* **Short exercise**:
Reproduce the lines below, starting with the line containing "Return the mask of every instance of the dark" and going on through the line containing "POLYGON ((61 29, 61", requests included, and shift each coordinate in the answers by adding 38 to it.

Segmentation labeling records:
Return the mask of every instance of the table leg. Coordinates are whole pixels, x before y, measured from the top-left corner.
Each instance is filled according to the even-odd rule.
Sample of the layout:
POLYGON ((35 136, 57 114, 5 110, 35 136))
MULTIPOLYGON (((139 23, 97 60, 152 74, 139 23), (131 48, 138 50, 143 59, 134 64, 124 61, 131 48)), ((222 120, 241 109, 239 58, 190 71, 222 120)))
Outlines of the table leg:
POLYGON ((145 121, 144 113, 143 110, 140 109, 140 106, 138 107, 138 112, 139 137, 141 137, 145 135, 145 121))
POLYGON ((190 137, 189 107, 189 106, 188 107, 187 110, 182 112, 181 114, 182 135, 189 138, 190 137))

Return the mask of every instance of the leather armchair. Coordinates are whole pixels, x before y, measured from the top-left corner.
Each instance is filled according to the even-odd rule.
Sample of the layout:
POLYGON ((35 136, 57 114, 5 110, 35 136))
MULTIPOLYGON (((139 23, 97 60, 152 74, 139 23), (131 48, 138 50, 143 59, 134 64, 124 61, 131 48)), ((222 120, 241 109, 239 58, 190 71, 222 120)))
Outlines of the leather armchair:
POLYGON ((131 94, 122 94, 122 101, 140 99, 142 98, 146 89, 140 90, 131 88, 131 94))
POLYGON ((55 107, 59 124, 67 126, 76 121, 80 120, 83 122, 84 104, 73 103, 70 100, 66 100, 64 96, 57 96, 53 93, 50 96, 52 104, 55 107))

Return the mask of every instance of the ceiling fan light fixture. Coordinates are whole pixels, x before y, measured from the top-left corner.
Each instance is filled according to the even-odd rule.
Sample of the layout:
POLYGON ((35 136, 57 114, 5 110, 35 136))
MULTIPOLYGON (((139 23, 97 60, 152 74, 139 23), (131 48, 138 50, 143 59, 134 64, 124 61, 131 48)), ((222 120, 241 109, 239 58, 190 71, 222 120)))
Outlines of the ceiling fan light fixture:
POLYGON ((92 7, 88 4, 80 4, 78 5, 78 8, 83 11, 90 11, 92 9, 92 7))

* * *

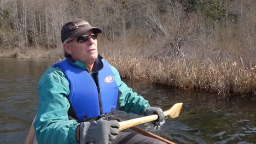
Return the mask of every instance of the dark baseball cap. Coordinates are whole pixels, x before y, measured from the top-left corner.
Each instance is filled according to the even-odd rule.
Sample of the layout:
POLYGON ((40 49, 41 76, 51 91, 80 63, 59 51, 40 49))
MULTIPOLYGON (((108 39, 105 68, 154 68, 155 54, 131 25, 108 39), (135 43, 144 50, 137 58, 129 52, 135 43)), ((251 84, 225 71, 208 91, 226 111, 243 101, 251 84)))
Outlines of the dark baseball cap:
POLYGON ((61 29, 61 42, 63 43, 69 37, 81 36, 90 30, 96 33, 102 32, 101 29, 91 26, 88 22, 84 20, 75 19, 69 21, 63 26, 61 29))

* **The response**:
Return the mask of every instance of the dark baseball cap. Coordinates are whole pixels, x before y, measured from the top-left corner.
Each instance is filled according to the even-odd rule.
Sample of the layout:
POLYGON ((40 49, 41 76, 51 91, 80 63, 59 51, 40 49))
MULTIPOLYGON (((108 39, 105 68, 154 68, 155 54, 131 25, 108 39), (135 43, 144 50, 137 58, 129 52, 135 43)), ((251 84, 225 71, 208 91, 226 111, 243 101, 251 84)))
Outlines of the dark baseball cap:
POLYGON ((99 67, 99 80, 101 81, 107 75, 119 74, 128 68, 134 71, 140 70, 139 67, 129 64, 126 60, 122 58, 113 57, 107 59, 101 64, 99 67))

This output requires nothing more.